◆ **REQUIRED TASK**:
Find each line in the entries below that contains the word "hand" and copy those lines out in full.

** START **

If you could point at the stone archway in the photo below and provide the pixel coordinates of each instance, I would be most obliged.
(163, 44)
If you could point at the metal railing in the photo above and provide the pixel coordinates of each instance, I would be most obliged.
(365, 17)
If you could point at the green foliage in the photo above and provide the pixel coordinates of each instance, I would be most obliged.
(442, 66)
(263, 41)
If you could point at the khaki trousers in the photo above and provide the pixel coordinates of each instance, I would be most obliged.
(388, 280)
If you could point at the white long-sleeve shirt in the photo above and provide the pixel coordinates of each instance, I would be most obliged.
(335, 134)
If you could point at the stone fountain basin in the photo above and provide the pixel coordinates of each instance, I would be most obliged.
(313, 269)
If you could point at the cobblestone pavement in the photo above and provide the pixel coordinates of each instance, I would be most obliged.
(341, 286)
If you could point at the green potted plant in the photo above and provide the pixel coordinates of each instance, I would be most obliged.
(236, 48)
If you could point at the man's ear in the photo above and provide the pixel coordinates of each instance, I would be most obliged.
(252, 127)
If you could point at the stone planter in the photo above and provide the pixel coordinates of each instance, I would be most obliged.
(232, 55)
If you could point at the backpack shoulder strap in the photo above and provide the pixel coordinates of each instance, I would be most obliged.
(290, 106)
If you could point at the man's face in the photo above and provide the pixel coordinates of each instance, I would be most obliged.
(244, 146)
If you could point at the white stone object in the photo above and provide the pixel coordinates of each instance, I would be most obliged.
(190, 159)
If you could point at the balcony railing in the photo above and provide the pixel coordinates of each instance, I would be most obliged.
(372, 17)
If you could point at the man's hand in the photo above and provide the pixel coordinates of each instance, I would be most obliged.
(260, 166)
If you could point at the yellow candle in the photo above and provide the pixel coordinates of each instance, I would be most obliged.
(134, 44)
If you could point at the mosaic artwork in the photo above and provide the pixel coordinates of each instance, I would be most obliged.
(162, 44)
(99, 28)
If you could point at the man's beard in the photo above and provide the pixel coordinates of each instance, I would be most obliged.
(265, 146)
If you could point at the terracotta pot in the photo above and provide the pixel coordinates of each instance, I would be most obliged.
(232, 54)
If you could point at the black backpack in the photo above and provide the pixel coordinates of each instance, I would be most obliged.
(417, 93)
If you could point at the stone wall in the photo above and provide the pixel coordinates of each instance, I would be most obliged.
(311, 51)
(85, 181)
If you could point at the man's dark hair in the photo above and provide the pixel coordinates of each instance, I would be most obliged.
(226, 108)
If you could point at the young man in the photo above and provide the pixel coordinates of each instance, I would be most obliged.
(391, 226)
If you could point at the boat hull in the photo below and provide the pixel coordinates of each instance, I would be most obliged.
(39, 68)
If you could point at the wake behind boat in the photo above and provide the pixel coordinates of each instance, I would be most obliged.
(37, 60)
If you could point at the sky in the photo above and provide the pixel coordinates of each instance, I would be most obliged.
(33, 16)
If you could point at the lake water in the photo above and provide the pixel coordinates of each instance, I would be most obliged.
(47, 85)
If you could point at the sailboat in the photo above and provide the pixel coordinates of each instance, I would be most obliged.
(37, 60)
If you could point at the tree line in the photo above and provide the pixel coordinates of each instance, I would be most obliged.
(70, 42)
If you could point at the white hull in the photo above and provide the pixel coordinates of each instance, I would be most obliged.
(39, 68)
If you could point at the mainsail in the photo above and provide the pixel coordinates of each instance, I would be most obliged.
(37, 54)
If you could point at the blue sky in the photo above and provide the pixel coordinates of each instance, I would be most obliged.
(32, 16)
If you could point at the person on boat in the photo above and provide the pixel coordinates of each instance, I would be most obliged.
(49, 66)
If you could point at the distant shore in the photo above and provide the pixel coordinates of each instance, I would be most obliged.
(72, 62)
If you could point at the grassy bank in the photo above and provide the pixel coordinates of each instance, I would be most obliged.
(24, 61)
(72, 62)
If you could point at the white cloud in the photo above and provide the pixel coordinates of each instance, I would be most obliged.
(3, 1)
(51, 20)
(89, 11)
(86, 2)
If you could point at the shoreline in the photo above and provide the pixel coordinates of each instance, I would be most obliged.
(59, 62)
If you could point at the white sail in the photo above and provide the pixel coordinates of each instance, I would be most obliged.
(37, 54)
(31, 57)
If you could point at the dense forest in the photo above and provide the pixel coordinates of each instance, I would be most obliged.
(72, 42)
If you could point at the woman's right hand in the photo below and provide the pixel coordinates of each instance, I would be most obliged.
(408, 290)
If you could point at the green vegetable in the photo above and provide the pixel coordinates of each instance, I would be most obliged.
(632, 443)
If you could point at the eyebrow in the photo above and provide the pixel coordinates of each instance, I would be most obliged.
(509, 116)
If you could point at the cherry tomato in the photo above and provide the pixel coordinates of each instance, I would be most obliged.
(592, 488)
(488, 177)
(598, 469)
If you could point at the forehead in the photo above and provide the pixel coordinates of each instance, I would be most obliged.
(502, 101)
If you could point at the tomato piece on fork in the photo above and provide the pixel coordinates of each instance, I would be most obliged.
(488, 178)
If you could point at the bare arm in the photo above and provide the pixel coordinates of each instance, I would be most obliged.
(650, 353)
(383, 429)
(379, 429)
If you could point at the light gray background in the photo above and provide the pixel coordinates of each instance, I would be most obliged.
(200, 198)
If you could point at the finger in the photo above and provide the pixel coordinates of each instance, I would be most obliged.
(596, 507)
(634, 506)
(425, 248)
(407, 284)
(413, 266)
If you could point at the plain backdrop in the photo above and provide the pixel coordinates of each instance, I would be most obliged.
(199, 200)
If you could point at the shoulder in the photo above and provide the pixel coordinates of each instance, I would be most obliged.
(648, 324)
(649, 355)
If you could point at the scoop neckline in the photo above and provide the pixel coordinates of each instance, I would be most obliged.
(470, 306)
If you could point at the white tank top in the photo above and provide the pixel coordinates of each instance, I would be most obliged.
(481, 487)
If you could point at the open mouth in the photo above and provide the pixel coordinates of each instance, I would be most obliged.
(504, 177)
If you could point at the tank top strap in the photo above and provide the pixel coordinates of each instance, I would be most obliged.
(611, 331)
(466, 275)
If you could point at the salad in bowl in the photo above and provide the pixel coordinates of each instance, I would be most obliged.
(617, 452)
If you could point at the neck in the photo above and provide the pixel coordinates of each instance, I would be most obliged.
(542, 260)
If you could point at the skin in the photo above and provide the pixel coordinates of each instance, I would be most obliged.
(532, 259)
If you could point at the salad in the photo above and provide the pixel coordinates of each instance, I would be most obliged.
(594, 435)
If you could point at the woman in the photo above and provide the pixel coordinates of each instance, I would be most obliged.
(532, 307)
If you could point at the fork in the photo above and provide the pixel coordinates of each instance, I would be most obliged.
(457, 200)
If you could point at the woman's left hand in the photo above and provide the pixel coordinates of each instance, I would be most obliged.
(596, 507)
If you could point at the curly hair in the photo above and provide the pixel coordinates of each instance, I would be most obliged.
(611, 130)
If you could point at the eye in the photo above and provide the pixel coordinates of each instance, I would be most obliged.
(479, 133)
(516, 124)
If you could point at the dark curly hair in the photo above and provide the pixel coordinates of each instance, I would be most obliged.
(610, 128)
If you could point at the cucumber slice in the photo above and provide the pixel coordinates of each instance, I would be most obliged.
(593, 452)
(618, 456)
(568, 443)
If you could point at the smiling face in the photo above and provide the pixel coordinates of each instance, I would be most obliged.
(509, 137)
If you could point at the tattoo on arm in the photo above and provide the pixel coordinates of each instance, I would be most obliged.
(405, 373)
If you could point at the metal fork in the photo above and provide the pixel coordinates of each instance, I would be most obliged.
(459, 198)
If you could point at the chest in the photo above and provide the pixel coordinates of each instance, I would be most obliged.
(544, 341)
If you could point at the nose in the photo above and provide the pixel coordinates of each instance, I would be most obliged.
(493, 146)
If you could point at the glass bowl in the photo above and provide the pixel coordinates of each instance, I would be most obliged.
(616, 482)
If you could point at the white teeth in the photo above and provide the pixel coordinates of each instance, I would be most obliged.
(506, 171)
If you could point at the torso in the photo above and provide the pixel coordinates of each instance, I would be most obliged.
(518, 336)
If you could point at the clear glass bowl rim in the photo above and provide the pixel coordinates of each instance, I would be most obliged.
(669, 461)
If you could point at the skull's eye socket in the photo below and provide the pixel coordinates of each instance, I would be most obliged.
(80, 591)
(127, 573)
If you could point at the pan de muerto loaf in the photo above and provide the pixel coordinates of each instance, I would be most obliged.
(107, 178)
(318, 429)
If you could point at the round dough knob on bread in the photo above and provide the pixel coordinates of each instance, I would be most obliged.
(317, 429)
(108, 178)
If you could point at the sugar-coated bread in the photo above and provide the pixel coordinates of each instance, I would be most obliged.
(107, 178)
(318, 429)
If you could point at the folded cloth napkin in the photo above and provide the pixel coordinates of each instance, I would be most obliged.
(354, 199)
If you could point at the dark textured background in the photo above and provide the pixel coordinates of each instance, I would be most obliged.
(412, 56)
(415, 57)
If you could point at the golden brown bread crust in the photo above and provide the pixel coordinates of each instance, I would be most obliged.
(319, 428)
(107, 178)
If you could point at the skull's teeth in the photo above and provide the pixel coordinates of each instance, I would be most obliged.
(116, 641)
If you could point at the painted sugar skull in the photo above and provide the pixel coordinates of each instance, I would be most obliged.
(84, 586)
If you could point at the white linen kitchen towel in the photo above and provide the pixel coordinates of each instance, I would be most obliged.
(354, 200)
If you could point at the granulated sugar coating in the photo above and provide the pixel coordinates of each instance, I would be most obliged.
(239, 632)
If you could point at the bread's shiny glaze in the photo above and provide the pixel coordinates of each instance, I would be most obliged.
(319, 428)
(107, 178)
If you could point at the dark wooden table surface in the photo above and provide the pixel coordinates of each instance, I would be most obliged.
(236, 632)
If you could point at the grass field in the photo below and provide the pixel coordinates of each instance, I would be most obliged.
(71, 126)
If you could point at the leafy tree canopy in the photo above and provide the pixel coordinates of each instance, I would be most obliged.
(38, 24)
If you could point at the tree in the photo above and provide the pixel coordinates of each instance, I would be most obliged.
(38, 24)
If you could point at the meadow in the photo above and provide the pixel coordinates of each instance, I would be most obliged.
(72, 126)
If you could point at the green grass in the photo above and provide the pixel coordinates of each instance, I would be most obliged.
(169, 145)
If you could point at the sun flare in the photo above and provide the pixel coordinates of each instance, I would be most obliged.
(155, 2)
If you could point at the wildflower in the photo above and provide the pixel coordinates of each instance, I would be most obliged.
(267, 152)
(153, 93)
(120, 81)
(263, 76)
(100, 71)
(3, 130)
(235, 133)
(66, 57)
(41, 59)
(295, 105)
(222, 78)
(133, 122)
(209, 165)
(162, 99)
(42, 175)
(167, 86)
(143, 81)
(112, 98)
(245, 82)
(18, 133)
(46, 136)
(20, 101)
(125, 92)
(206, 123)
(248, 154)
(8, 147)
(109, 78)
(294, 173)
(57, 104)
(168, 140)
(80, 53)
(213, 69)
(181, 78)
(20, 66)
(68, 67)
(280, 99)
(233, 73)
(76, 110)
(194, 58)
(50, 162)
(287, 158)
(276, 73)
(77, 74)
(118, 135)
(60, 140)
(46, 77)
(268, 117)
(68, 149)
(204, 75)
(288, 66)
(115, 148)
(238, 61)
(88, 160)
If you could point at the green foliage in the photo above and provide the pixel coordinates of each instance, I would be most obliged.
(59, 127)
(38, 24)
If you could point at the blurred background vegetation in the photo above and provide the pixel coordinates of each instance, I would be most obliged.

** END **

◆ **COMPLETED TASK**:
If you could point at the man's hand in the photo above and provide the pixel coordinates of each instance, I would be most obliged.
If you could point at the woman's right hand in the photo below and provide the pixel coordinates of each instance, I would be most obliged.
If you could point at the woman's left hand in the photo above and provide the pixel coordinates of each instance, I would be most obliged.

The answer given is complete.